Problems to solve
A. List every person named in the article on the George Mason University School of Law, including the byline.
B. Reproduce word for word everything in the article on the George Mason University School of Law from "A Magazine for" down to "urban Arlington location.".

Passage provided
* * * * * * * * *

A Magazine for the George Mason University Community

The Law Won

By Leah Kerkman Fogarty on April 1, 2010


Hazel Hall on the Arlington Campus

Much has changed since 1972. Richard Nixon was president, and The Godfather was the year’s highest grossing film. A gallon of gas set you back about 36 cents, and a new home could be purchased for about $40,000. And in a church basement in Washington, D.C., five attorneys started what later would become the George Mason University School of Law.

Now consistently ranked as one of the top 50 law schools in the country, the School of Law is in the unique position of being both young and esteemed. The Law School attracts prestigious faculty, including former officials from the White House, the Federal Trade Commission, and the Department of Justice, as well as high-caliber students to its urban Arlington location.

Much of the school’s current success was set in motion in that church basement more than 35 years ago and continued into the 1980s with the idea that a law school should groom its graduates for the specialized nature of law.

Daniel Polsby

“We’ve been very lucky to have had strong leadership in our infancy,” says Mason School of Law Dean Daniel Polsby. “Dean Henry Manne set us on a very constructive course.”

Longtime faculty members, such as Jack Costello who has taught at the Law School since 1977, have seen it evolve. “Mason’s School of Law has changed from a young, struggling, and hopeful institution to an achieving, major force on the American legal scene.”

* * * * * * * * *

Data entries
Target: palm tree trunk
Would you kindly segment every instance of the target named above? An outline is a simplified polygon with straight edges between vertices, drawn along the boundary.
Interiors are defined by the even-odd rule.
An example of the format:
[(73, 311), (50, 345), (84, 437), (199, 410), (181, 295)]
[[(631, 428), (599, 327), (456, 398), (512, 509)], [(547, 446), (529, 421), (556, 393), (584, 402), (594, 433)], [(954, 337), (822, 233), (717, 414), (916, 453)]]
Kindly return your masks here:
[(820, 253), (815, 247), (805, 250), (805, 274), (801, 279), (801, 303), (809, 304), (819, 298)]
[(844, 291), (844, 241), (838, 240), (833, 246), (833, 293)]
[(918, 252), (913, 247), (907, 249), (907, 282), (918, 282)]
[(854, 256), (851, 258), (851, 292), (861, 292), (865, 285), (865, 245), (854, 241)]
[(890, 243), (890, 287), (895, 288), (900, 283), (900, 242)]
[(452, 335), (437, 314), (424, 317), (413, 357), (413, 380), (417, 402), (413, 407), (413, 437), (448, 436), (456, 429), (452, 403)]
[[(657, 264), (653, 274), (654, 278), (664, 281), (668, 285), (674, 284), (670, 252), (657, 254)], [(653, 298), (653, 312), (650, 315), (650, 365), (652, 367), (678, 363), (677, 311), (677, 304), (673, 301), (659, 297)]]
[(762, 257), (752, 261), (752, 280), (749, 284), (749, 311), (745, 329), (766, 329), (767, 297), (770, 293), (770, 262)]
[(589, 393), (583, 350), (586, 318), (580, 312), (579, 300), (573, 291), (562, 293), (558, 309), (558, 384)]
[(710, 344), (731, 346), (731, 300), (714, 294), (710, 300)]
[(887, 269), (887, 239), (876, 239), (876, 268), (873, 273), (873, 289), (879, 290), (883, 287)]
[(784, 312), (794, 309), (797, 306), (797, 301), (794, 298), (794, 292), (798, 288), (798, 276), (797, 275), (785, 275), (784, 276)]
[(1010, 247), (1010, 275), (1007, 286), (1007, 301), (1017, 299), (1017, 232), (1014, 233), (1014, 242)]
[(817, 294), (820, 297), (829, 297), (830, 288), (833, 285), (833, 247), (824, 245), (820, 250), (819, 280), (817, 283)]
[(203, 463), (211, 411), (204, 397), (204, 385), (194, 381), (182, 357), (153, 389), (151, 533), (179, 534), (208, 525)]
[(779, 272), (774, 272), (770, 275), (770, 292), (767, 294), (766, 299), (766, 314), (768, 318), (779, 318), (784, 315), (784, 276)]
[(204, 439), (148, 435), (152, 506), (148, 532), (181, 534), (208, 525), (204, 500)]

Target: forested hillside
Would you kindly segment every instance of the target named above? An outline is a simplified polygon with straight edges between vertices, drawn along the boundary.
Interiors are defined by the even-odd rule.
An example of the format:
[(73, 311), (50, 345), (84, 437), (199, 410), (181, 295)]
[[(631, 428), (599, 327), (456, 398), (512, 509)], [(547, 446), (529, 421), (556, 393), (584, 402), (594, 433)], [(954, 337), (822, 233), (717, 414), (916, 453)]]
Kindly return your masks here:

* * * * * * * * *

Solution list
A. Leah Kerkman Fogarty, Richard Nixon, Daniel Polsby, Henry Manne, Jack Costello

B.
A Magazine for the George Mason University Community

The Law Won

By Leah Kerkman Fogarty on April 1, 2010


Hazel Hall on the Arlington Campus

Much has changed since 1972. Richard Nixon was president, and The Godfather was the year’s highest grossing film. A gallon of gas set you back about 36 cents, and a new home could be purchased for about $40,000. And in a church basement in Washington, D.C., five attorneys started what later would become the George Mason University School of Law.

Now consistently ranked as one of the top 50 law schools in the country, the School of Law is in the unique position of being both young and esteemed. The Law School attracts prestigious faculty, including former officials from the White House, the Federal Trade Commission, and the Department of Justice, as well as high-caliber students to its urban Arlington location.